| DIRECTIONS |
Output each line exactly as it appears, skipping any embedded picture.

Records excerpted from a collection

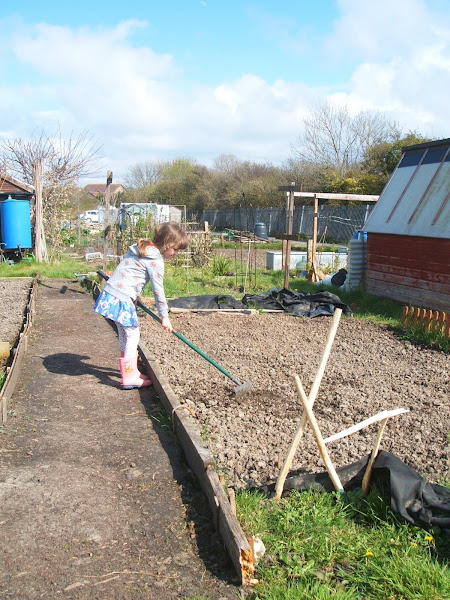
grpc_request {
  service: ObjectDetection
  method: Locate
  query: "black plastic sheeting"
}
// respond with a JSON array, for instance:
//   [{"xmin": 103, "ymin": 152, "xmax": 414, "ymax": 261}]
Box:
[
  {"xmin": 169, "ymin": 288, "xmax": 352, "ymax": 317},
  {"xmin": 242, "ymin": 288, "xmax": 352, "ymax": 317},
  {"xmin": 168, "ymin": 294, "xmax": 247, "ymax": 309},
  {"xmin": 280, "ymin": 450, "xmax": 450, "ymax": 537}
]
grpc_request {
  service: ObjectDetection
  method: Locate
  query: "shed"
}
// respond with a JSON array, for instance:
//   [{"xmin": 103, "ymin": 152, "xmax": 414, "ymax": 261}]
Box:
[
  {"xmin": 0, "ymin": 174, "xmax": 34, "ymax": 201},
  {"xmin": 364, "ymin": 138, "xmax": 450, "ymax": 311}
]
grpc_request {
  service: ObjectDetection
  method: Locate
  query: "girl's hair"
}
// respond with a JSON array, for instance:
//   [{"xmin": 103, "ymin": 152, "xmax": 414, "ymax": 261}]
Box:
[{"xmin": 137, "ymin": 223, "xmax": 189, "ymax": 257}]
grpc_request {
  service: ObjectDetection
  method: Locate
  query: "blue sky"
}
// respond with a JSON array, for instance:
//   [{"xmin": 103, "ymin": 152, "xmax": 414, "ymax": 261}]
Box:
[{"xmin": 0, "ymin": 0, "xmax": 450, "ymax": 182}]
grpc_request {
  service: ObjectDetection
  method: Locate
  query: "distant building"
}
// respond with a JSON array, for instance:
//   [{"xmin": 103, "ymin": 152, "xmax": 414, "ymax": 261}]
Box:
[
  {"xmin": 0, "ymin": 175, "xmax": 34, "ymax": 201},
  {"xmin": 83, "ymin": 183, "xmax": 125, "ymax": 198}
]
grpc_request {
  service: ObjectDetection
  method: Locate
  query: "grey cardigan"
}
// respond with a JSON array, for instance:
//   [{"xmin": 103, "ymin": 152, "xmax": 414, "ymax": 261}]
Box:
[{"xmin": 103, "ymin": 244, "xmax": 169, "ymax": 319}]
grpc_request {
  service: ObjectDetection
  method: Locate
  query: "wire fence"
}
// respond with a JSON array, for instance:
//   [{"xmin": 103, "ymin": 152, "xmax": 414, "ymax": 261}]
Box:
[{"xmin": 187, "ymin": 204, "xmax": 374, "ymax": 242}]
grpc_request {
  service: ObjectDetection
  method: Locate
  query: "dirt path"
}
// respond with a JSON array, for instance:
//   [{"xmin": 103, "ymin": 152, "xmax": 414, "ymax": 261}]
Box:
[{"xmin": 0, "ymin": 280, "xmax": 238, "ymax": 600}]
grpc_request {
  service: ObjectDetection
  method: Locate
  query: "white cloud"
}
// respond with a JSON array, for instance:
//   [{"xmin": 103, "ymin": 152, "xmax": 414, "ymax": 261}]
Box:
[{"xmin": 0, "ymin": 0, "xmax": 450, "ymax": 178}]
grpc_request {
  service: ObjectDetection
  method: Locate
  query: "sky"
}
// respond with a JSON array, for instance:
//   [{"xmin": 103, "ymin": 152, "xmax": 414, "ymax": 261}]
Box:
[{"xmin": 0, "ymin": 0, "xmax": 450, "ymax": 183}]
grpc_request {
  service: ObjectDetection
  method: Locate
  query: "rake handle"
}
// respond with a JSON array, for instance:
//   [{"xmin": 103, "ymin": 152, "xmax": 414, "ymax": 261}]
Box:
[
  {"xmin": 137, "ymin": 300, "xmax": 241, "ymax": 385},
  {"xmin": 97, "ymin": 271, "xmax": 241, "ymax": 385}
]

| TASK RESULT |
grpc_request {
  service: ObjectDetection
  method: Locate
  query: "black plastic sheeting"
}
// respond with a JSON array, for instance:
//   [{"xmin": 103, "ymin": 152, "xmax": 414, "ymax": 261}]
Box:
[
  {"xmin": 169, "ymin": 288, "xmax": 352, "ymax": 317},
  {"xmin": 242, "ymin": 288, "xmax": 352, "ymax": 317},
  {"xmin": 168, "ymin": 294, "xmax": 247, "ymax": 309},
  {"xmin": 280, "ymin": 450, "xmax": 450, "ymax": 537}
]
grpc_request {
  service: ObjectDetection
  method: Locate
  query: "shed"
}
// respond with a JSON array, for instance:
//   [{"xmin": 103, "ymin": 152, "xmax": 414, "ymax": 261}]
Box:
[
  {"xmin": 0, "ymin": 174, "xmax": 34, "ymax": 201},
  {"xmin": 364, "ymin": 138, "xmax": 450, "ymax": 311}
]
grpc_request {
  service: ObjectDetection
  method: Locate
  query: "girl's hair"
}
// respond with a JSON array, for instance:
//   [{"xmin": 103, "ymin": 152, "xmax": 414, "ymax": 261}]
Box:
[{"xmin": 137, "ymin": 223, "xmax": 189, "ymax": 257}]
grpc_request {
  service: ObjectDetection
  method: Locate
  query: "blue sky"
}
// respond with a JSON array, for instance:
//   [{"xmin": 103, "ymin": 152, "xmax": 414, "ymax": 261}]
Box:
[{"xmin": 0, "ymin": 0, "xmax": 450, "ymax": 182}]
grpc_request {
  service: ObjectDetection
  method: Locate
  query: "distant building"
}
// respond with a JSON array, for instance:
//   [{"xmin": 103, "ymin": 152, "xmax": 414, "ymax": 261}]
Box:
[
  {"xmin": 0, "ymin": 175, "xmax": 34, "ymax": 201},
  {"xmin": 83, "ymin": 183, "xmax": 125, "ymax": 198}
]
grpc_request {
  service: ObjectDetection
  method: Locate
  query: "grey cardigan"
}
// respond with a JSON array, for instance:
//   [{"xmin": 103, "ymin": 152, "xmax": 414, "ymax": 261}]
Box:
[{"xmin": 103, "ymin": 244, "xmax": 169, "ymax": 319}]
grpc_request {
  service: ObjectDetection
  method: Locate
  query: "wire fence"
}
// respond with a JSON array, for instance:
//   [{"xmin": 103, "ymin": 152, "xmax": 414, "ymax": 261}]
Box:
[{"xmin": 187, "ymin": 204, "xmax": 374, "ymax": 242}]
grpc_request {
  service: ObjectDetection
  method: Locate
  query: "dirt path"
}
// respond with a JSON array, for instance:
//   [{"xmin": 103, "ymin": 152, "xmax": 414, "ymax": 261}]
Box:
[{"xmin": 0, "ymin": 280, "xmax": 238, "ymax": 600}]
grpc_request {
  service: ObjectDetection
  method: Locate
  query: "white cloud"
}
// respond with a JSON array, for instance:
//   [{"xmin": 103, "ymin": 152, "xmax": 414, "ymax": 261}]
Box:
[{"xmin": 0, "ymin": 0, "xmax": 450, "ymax": 178}]
grpc_request {
  service: ObjectDetection
  method: Locate
  query: "sky"
}
// respond with a JSON array, for instance:
//   [{"xmin": 103, "ymin": 152, "xmax": 414, "ymax": 261}]
Box:
[{"xmin": 0, "ymin": 0, "xmax": 450, "ymax": 183}]
grpc_request {
  service: ObjectDetection
  method: Locate
  query: "rake handle"
}
// respond with a JSON array, for instance:
//   [{"xmin": 103, "ymin": 152, "xmax": 414, "ymax": 261}]
Box:
[
  {"xmin": 137, "ymin": 300, "xmax": 241, "ymax": 385},
  {"xmin": 97, "ymin": 271, "xmax": 241, "ymax": 385}
]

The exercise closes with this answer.